Aim » Reproduce the records below, substituting "locate" for each occurrence of "search for" and leaving all other text unchanged.

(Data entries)
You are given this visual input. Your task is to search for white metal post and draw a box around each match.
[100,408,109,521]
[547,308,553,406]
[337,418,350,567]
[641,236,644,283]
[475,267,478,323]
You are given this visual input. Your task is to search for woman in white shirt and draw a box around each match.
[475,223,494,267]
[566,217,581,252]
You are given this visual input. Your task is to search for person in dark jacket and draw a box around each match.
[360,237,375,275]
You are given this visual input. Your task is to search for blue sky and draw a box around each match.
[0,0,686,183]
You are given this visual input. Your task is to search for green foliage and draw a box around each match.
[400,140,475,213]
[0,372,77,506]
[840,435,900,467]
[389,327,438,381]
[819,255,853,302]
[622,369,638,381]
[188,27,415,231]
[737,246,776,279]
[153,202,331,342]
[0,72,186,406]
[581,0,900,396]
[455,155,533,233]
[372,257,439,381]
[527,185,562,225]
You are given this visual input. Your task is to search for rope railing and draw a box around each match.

Answer to the task »
You are given this visual input. Your task is to locate white metal post and draw a box around each match.
[100,408,109,521]
[547,308,553,406]
[337,418,350,567]
[641,236,644,283]
[475,267,478,323]
You are given this visual input. Your task is to locate woman in white shirt and draw a box around each match.
[475,223,494,267]
[566,217,581,252]
You are given this visual input. Your task is to locate person in dark jacket and draw a box around each match.
[360,237,375,275]
You are given this visual input. Your task is to locate blue sky and draw a box around each match.
[0,0,686,183]
You are given this visual input. Your task is to locate green foliage and draw a box around each match.
[400,140,475,213]
[0,372,77,506]
[840,435,900,467]
[389,327,438,381]
[819,255,853,302]
[622,369,638,381]
[188,27,415,231]
[737,246,776,279]
[153,202,331,342]
[0,72,186,406]
[581,0,900,396]
[455,155,533,233]
[372,257,439,381]
[527,185,562,225]
You are given this visual input. Your task is to locate rope railing and draw a box around each match.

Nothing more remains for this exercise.